Coordinate labeling data:
## start

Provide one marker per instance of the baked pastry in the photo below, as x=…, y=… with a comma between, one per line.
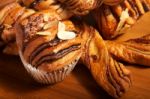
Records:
x=133, y=51
x=49, y=48
x=112, y=2
x=65, y=8
x=8, y=17
x=112, y=20
x=110, y=74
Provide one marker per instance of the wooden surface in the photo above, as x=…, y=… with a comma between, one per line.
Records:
x=16, y=83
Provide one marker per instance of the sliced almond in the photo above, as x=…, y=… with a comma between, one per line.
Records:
x=44, y=33
x=7, y=25
x=61, y=26
x=50, y=24
x=124, y=16
x=46, y=17
x=65, y=35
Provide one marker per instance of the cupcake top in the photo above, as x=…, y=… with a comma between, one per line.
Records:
x=47, y=43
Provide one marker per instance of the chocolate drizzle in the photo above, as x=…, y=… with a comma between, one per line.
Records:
x=33, y=4
x=42, y=47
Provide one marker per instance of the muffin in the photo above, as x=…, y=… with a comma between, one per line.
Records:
x=49, y=49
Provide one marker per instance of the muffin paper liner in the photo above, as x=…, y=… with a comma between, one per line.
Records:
x=48, y=77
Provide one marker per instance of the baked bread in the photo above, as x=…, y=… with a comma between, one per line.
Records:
x=112, y=20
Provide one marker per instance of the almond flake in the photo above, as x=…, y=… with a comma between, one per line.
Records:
x=124, y=16
x=65, y=35
x=61, y=26
x=50, y=24
x=46, y=17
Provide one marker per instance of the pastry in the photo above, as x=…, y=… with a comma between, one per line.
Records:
x=133, y=51
x=48, y=48
x=110, y=74
x=112, y=20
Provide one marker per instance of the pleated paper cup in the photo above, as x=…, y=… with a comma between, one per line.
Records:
x=45, y=77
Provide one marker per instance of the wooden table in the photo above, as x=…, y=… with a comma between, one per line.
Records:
x=16, y=83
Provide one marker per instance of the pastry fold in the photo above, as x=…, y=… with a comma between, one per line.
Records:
x=113, y=20
x=110, y=74
x=133, y=51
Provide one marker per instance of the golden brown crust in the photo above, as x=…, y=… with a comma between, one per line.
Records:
x=120, y=17
x=134, y=51
x=110, y=74
x=37, y=37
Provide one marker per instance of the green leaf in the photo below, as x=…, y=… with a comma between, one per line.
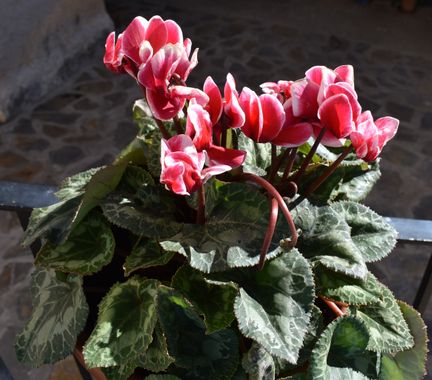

## end

◆ TASK REQUIREMENTS
Rewrite every line of the listing above as a numbered list, skipping any blank lines and leaving the pictures out.

◆ RIGHT ANSWER
1. Provide one marker per instance of the baked pastry in the photo below, as x=…, y=… with a comma between, one per line.
2. Records:
3. x=133, y=51
4. x=49, y=48
5. x=112, y=2
6. x=65, y=8
7. x=8, y=17
8. x=112, y=20
9. x=110, y=74
10. Provide one marker per instance of the wooden surface in the photo above, as x=…, y=… with a comma between, one per line.
11. Records:
12. x=16, y=83
13. Provide one marker per instance of the sliced almond in the photo above, as x=…, y=… with a comma between, one per line.
14. Records:
15. x=44, y=33
16. x=7, y=25
17. x=61, y=26
18. x=50, y=24
19. x=124, y=16
20. x=46, y=17
21. x=65, y=35
22. Provide one marker per instance of the cupcake top in the photo above, as x=…, y=… with a comma between, one per line.
23. Records:
24. x=47, y=43
25. Provide one marker per instance of the chocolate drizzle in the photo above, as x=…, y=… with a comma between, one per line.
26. Records:
27. x=33, y=4
28. x=42, y=47
29. Provide one marker per instance of the muffin in the photo above, as x=…, y=… with a comma between, one per line.
30. Records:
31. x=49, y=49
32. Provide one marker per instance of the muffin paper liner in the photo above, as x=…, y=… with a comma between, one per line.
33. Records:
34. x=48, y=77
35. Provide one marker per instance of the baked bread in the photo above, as x=…, y=… with a comma between, one per line.
36. Records:
37. x=112, y=20
38. Provide one marker per instance of the almond flake in the photo above, as x=…, y=… with a comma between, one per line.
39. Records:
40. x=124, y=16
41. x=65, y=35
42. x=61, y=26
43. x=50, y=24
44. x=46, y=17
45. Provide one marker per instance of the pastry in the photo above, as x=…, y=… with a comma between, one per line.
46. Records:
47. x=133, y=51
48. x=48, y=48
49. x=110, y=74
50. x=112, y=20
51. Provide one marker per instance of the pleated paper cup in the photo above, as x=…, y=… with a comma between, one per line.
52. Records:
53. x=45, y=77
54. Provide one marker per instance of the wooden table in the photo above, as x=…, y=… with a comma between, one per line.
55. Records:
56. x=16, y=83
57. Provide one marker per instance of the pastry fold in the photo above, as x=…, y=… with a comma between, one per line.
58. Records:
59. x=113, y=20
60. x=110, y=74
61. x=133, y=51
62. Provide one marker per instance of the golden brown crust in the photo above, as x=…, y=… with a comma between, one per line.
63. Records:
64. x=120, y=17
65. x=134, y=51
66. x=110, y=74
67. x=37, y=37
68. Provide one marker per instance of the green leaf in the photo below, as x=…, y=… with a comma between, one per line.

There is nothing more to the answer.